# [DESCRIPTION OF THE TASK]
Give the data a second time, exactly and in full.

# [DATA EXTRACT]
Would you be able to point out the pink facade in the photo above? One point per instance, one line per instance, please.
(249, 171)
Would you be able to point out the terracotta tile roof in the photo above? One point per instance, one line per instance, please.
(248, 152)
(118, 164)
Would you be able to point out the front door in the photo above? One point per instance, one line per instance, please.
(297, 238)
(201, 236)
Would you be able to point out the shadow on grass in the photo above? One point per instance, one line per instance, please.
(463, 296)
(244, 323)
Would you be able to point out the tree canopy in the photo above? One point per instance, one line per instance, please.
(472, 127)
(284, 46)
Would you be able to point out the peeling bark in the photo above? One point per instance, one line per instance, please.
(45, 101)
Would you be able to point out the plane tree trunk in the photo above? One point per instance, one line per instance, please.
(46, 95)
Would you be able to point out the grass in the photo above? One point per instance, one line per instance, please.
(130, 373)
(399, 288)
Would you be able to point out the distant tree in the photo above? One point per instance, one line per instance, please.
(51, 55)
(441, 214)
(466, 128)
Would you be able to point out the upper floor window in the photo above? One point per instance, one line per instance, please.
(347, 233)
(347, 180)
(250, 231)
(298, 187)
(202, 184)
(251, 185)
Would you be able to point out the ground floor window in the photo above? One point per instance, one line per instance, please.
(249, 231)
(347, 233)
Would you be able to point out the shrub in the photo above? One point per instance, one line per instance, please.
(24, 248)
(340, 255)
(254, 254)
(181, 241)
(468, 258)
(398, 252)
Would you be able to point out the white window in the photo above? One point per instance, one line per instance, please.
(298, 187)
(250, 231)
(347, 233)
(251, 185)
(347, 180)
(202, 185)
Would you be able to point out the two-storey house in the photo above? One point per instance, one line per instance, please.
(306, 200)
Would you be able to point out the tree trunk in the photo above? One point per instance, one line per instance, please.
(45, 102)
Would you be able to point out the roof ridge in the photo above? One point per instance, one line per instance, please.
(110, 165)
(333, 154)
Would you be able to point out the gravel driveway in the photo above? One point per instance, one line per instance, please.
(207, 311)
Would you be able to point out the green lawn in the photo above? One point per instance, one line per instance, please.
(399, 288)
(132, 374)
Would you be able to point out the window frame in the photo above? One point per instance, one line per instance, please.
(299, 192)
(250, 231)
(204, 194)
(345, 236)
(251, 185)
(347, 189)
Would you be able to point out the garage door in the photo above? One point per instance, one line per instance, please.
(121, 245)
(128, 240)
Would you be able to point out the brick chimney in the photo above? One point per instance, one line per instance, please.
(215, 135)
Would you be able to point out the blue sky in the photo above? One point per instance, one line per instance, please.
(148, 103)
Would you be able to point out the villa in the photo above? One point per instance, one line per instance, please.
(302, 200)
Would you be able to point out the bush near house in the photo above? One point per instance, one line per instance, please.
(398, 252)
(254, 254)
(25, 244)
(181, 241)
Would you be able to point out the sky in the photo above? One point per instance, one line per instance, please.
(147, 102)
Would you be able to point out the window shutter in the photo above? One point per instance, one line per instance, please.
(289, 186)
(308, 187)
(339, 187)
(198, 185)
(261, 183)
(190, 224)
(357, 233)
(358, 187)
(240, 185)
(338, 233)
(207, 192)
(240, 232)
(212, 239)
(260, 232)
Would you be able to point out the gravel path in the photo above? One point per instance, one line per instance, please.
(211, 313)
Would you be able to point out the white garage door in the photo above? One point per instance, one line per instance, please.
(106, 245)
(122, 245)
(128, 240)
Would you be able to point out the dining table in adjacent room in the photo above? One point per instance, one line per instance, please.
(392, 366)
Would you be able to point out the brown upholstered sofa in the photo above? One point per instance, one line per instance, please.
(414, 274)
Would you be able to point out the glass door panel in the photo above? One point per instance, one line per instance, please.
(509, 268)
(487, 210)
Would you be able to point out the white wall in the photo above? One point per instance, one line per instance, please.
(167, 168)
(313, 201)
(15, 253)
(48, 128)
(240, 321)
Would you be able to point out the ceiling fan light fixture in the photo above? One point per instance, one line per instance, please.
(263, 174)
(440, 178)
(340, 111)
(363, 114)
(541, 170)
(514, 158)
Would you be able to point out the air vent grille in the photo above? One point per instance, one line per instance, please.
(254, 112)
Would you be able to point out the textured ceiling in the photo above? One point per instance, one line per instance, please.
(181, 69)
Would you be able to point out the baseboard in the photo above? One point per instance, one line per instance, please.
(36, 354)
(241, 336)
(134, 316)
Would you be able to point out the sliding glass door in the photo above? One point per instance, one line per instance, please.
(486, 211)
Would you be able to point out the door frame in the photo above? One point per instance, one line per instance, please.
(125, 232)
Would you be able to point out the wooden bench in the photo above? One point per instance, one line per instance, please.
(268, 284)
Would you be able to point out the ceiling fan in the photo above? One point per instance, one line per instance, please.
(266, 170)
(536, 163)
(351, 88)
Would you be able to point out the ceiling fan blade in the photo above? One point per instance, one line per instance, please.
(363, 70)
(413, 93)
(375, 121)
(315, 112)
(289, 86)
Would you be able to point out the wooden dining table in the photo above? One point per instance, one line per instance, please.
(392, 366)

# [COMPLETE ANSWER]
Would you be able to point out the pink facade in the photo above? One point per instance, one line per instance, please.
(249, 171)
Would you be able to point out the terracotta tile roof in the photo above? One point per instance, one line per instance, please.
(248, 152)
(118, 164)
Would you be able to point out the front door in the photo above? One point per instance, one line per instance, please.
(297, 238)
(201, 236)
Would you be able to point out the shadow on grass in the photo above? One point per instance, one line per instance, please.
(463, 296)
(244, 323)
Would you be able to point out the tree canopy in the photo above? One point per instance, one line per instance, please.
(472, 127)
(284, 46)
Would you be able to point out the peeling bark in the photo above? One point per instance, one line per instance, please.
(45, 101)
Would you be able to point out the plane tree trunk in the photo above? One point per instance, one line per instance, please.
(46, 95)
Would you be able to point out the grass in the photo above? One point per instance, one line per instance, please.
(130, 373)
(399, 288)
Would you be able to point out the distant tree in the photo above? One point per instance, one line per instance, please.
(51, 55)
(441, 214)
(466, 128)
Would you be able to point out the upper floor window in the photo above? One point per instance, one line per instance, please.
(347, 233)
(347, 180)
(250, 231)
(298, 187)
(202, 184)
(251, 185)
Would you be able to point out the ground floor window in the photo above? One point per instance, one line per instance, please.
(249, 231)
(347, 233)
Would you be able to point out the shrub in the photo above? One point per instance, one line per instance, please.
(24, 248)
(340, 255)
(254, 254)
(181, 241)
(468, 258)
(398, 252)
Would you be able to point out the white window in the photo above? One point per instance, one line per instance, please.
(298, 187)
(250, 231)
(347, 233)
(251, 185)
(347, 180)
(202, 185)
Would you be able to point out the two-storey house in the photo above? One point per instance, one line per instance, please.
(306, 200)
Would you be able to point out the tree trunk in the photo above? One point per instance, one line per instance, please.
(45, 102)
Would you be able to point out the roof ridge in the photo above? One point per instance, one line per instance, please.
(110, 165)
(333, 154)
Would you be able to point out the gravel driveway in the photo above? One point per instance, one line per instance, please.
(207, 311)
Would you be able to point out the green lawn in the photo above? One point per instance, one line per instance, please.
(399, 288)
(132, 374)
Would you be able to point out the window frame in the photo above? One point per instance, one line per instance, please.
(299, 192)
(250, 231)
(204, 194)
(345, 236)
(251, 185)
(347, 189)
Would you be able to point out the garage door in the photo above? One point per instance, one line per instance, please.
(121, 245)
(128, 240)
Would you be able to point out the brick chimney in the photo above? One point per instance, one line per instance, please.
(215, 135)
Would you be able to point out the blue sky in the photo above? One point per instance, one line per instance, please.
(148, 103)
Would you be able to point out the villa in the photo above? One point per instance, one line per instance, please.
(302, 200)
Would you be able to point out the bush near house in the photo above? One point per instance, one line per instance, please.
(398, 252)
(254, 254)
(25, 244)
(181, 241)
Would you be able to point out the sky in the photo above? One point per instance, one line per instance, please.
(147, 102)
Would you be able to point out the window shutter in the photo above? One point per instance, one line per instance, please.
(289, 186)
(308, 187)
(339, 187)
(198, 185)
(261, 183)
(190, 224)
(357, 233)
(358, 187)
(240, 185)
(338, 233)
(207, 192)
(240, 232)
(212, 239)
(260, 232)
Would you be able to point out the gravel path in the photo above? One point per instance, one line per instance, please.
(211, 313)
Would you be able to point out the white garage door in the photo above? One point per instance, one line per instance, please.
(106, 245)
(122, 245)
(128, 240)
Would you be able to point out the dining table in adjacent room in the photo above? One point per instance, one line per instance, please.
(392, 366)
Would you be able to point out the brown upholstered sofa in the photo above? One point per instance, one line per instance, please.
(414, 274)
Would you be able to point out the glass door panel in the photo above? One point per instance, one line per instance, please.
(509, 268)
(487, 210)
Would you be able to point out the white wall in the photo above? One point per instance, one line per instance, please.
(167, 168)
(313, 201)
(15, 253)
(48, 128)
(240, 321)
Would you be able to point out the ceiling fan light fixture in the photo above? One point per instance, one line per instance, please.
(263, 174)
(440, 178)
(340, 111)
(363, 114)
(541, 170)
(514, 158)
Would you be able to point out the air vent grille in the photo above? One point per instance, one line per instance, please.
(254, 112)
Would you be able to point out the textured ceiling in the photo above? One point per instance, one line per instance, please.
(181, 69)
Would you be able to point out the baseboard in the photo above? One point per instance, one line per instance, please.
(36, 354)
(241, 336)
(134, 316)
Would you be able to point out the sliding glass door in the photo above? One point per instance, one line per instance, please.
(486, 211)
Would you be able to point out the door frame in the photo above? One point per instance, one line per instance, please.
(125, 232)
Would you be able to point out the wooden bench in the photo above? One point per instance, one line per instance, please.
(268, 284)
Would you be able to point out the ceiling fan in the photo above? One point per instance, one line per instance, please.
(266, 170)
(536, 163)
(351, 88)
Would you be able to point out the ceiling fan blade in the photo above? One point per instance, one line per instance, please.
(363, 70)
(413, 93)
(375, 121)
(315, 112)
(289, 86)
Would you be able to point out the wooden dining table in the photo above? One point per instance, one line per instance, please.
(392, 366)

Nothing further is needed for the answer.